### Exercise
Rewrite the listing below with every "Find" changed to "Locate" and nothing else altered. Leave out the pictures.

Material provided start

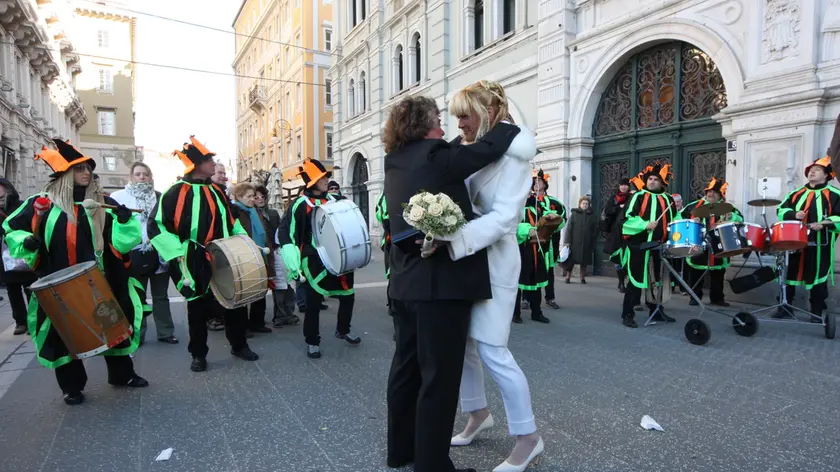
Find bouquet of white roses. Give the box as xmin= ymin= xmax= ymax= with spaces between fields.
xmin=403 ymin=191 xmax=467 ymax=257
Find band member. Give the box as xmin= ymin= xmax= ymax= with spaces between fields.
xmin=599 ymin=178 xmax=630 ymax=293
xmin=621 ymin=163 xmax=677 ymax=328
xmin=446 ymin=80 xmax=549 ymax=472
xmin=542 ymin=174 xmax=567 ymax=310
xmin=513 ymin=169 xmax=559 ymax=323
xmin=773 ymin=157 xmax=840 ymax=322
xmin=277 ymin=158 xmax=362 ymax=359
xmin=148 ymin=136 xmax=259 ymax=372
xmin=376 ymin=193 xmax=391 ymax=314
xmin=675 ymin=178 xmax=744 ymax=306
xmin=3 ymin=139 xmax=149 ymax=405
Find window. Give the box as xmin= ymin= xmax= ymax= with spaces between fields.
xmin=324 ymin=131 xmax=332 ymax=159
xmin=359 ymin=71 xmax=367 ymax=113
xmin=393 ymin=45 xmax=405 ymax=94
xmin=295 ymin=84 xmax=303 ymax=110
xmin=295 ymin=134 xmax=303 ymax=160
xmin=347 ymin=79 xmax=356 ymax=118
xmin=411 ymin=33 xmax=422 ymax=84
xmin=96 ymin=30 xmax=111 ymax=49
xmin=502 ymin=0 xmax=516 ymax=34
xmin=324 ymin=79 xmax=332 ymax=105
xmin=96 ymin=67 xmax=114 ymax=93
xmin=473 ymin=0 xmax=484 ymax=49
xmin=97 ymin=108 xmax=117 ymax=136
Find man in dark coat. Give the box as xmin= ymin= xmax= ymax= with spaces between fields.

Material provided end

### Final result
Locate bouquet of white roses. Give the box as xmin= ymin= xmax= ymax= with spaces between fields.
xmin=403 ymin=191 xmax=467 ymax=257
Locate band member. Give the box as xmin= ymin= xmax= ymax= with spaces between fields.
xmin=599 ymin=178 xmax=630 ymax=293
xmin=621 ymin=163 xmax=677 ymax=328
xmin=446 ymin=80 xmax=549 ymax=472
xmin=542 ymin=174 xmax=567 ymax=310
xmin=513 ymin=169 xmax=559 ymax=323
xmin=773 ymin=157 xmax=840 ymax=322
xmin=277 ymin=158 xmax=362 ymax=359
xmin=148 ymin=136 xmax=259 ymax=372
xmin=376 ymin=193 xmax=391 ymax=314
xmin=675 ymin=178 xmax=744 ymax=306
xmin=3 ymin=139 xmax=149 ymax=405
Locate window. Give the box as xmin= ymin= xmax= ymax= with spaces between fields.
xmin=324 ymin=131 xmax=332 ymax=159
xmin=359 ymin=71 xmax=367 ymax=113
xmin=393 ymin=45 xmax=405 ymax=94
xmin=295 ymin=84 xmax=303 ymax=110
xmin=295 ymin=134 xmax=303 ymax=160
xmin=347 ymin=79 xmax=356 ymax=118
xmin=411 ymin=33 xmax=422 ymax=84
xmin=96 ymin=30 xmax=111 ymax=49
xmin=502 ymin=0 xmax=516 ymax=34
xmin=324 ymin=79 xmax=332 ymax=105
xmin=96 ymin=67 xmax=114 ymax=93
xmin=473 ymin=0 xmax=484 ymax=49
xmin=97 ymin=108 xmax=117 ymax=136
Locate man in dark coat. Give the box as xmin= ymin= xmax= ymax= with spaces between fields.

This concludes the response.